[What to produce]: Print each of the rows below verbatim, with no changes to any line.

(Rows from a dataset)
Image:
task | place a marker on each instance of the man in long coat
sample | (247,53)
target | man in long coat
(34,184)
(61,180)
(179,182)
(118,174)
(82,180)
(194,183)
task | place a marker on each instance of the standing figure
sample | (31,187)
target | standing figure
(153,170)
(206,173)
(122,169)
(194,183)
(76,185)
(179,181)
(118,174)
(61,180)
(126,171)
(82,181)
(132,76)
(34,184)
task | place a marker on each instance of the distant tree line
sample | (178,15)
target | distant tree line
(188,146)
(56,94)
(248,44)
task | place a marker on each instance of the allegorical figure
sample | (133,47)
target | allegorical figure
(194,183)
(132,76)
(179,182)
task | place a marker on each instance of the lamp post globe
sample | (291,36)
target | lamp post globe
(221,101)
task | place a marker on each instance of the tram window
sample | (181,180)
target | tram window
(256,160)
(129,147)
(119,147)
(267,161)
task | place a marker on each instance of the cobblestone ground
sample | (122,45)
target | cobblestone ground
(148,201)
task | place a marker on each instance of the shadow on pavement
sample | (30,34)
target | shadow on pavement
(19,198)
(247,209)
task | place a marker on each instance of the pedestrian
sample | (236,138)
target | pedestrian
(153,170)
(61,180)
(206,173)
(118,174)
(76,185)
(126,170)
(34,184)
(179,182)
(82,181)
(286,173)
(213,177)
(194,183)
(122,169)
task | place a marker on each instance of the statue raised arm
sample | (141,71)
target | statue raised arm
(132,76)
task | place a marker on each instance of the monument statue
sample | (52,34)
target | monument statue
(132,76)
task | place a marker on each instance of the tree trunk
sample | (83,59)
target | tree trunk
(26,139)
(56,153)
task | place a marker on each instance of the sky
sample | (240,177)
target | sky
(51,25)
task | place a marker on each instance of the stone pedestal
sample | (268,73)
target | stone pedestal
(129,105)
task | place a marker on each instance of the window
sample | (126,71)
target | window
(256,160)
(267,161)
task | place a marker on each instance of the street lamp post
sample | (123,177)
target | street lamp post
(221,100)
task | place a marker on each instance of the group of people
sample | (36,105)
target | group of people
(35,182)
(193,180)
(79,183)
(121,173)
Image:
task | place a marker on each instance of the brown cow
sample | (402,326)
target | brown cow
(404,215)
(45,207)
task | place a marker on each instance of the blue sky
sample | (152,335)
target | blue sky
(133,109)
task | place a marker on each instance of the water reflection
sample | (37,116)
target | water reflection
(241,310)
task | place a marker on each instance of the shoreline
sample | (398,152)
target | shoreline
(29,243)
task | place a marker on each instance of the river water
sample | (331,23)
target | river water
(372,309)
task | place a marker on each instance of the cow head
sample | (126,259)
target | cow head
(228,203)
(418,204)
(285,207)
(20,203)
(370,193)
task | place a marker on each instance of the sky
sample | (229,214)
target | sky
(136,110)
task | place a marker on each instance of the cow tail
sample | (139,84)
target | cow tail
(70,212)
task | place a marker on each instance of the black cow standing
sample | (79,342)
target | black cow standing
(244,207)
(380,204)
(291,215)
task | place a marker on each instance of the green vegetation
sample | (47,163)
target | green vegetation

[Answer for this exercise]:
Image:
task | place a marker on each instance of the man in long coat
sample | (247,53)
target | man in long coat
(34,184)
(61,180)
(179,182)
(118,174)
(82,180)
(194,183)
task | place a marker on each instance of the standing figure
sample | (31,187)
target | standing figure
(153,170)
(206,173)
(122,169)
(194,183)
(76,185)
(179,181)
(118,174)
(61,180)
(126,171)
(82,181)
(132,76)
(34,184)
task | place a marker on each instance of the distant tree line
sample | (178,15)
target | distant tree line
(188,146)
(56,94)
(248,44)
task | place a marker on each instance of the allegorical figure
sample | (133,47)
target | allegorical figure
(194,183)
(132,76)
(179,182)
task | place a marker on each instance of the lamp post globe
sample | (291,36)
target | lamp post globe
(221,101)
task | place a marker on each instance of the tram window
sample | (181,180)
target | tram window
(256,160)
(129,147)
(119,147)
(267,161)
task | place a marker on each instance of the cobblestone ground
sample | (122,45)
target | cobblestone ground
(148,201)
task | place a marker on each instance of the shadow on pavement
sample | (30,34)
target | shadow on pavement
(19,198)
(247,209)
task | place a marker on each instance of the pedestrian
sample | (236,138)
target | pedestrian
(153,170)
(61,180)
(206,173)
(118,174)
(76,185)
(126,170)
(34,184)
(179,182)
(82,181)
(286,173)
(213,177)
(194,183)
(122,169)
task | place a marker on each instance of the statue raised arm
sample | (141,71)
target | statue raised arm
(132,76)
task | place a marker on each instance of the monument statue
sample | (52,34)
target | monument statue
(132,76)
task | place a marker on each instance of the tree trunk
sample | (83,59)
target | tree trunk
(26,139)
(56,153)
task | place a marker on each instance of the sky
sample | (240,177)
target | sky
(51,25)
task | place a marker on each instance of the stone pedestal
sample | (268,73)
target | stone pedestal
(129,105)
task | place a marker on each instance of the window
sample | (126,71)
target | window
(256,160)
(267,161)
task | place a marker on each instance of the street lamp post
sample | (123,177)
target | street lamp post
(221,100)
task | place a marker on each instance of the group of people
sample | (36,105)
target | group of people
(35,182)
(193,180)
(79,183)
(121,173)
Image:
task | place a marker on each instance of the brown cow
sample | (402,326)
target | brown cow
(404,215)
(45,207)
task | place a marker on each instance of the blue sky
sample | (152,335)
target | blue sky
(133,109)
task | place a marker on each instance of the water reflection
sample | (37,116)
target | water reflection
(241,310)
task | place a marker on each instance of the shoreline
sample | (398,152)
target | shoreline
(29,243)
task | place a marker on each instance of the river water
sample | (331,23)
target | river water
(372,309)
task | place a marker on each instance of the cow head
sample | (126,259)
target | cow head
(228,203)
(418,204)
(285,207)
(20,203)
(370,193)
task | place a marker on each instance of the sky
sample | (229,214)
target | sky
(136,110)
task | place a marker on each instance of the cow tail
sample | (139,84)
target | cow tail
(70,212)
task | place a marker on each instance of the black cow standing
sample | (79,342)
target | black cow standing
(244,207)
(380,204)
(291,215)
task | place a marker on each instance of the green vegetation
sample | (47,163)
target | green vegetation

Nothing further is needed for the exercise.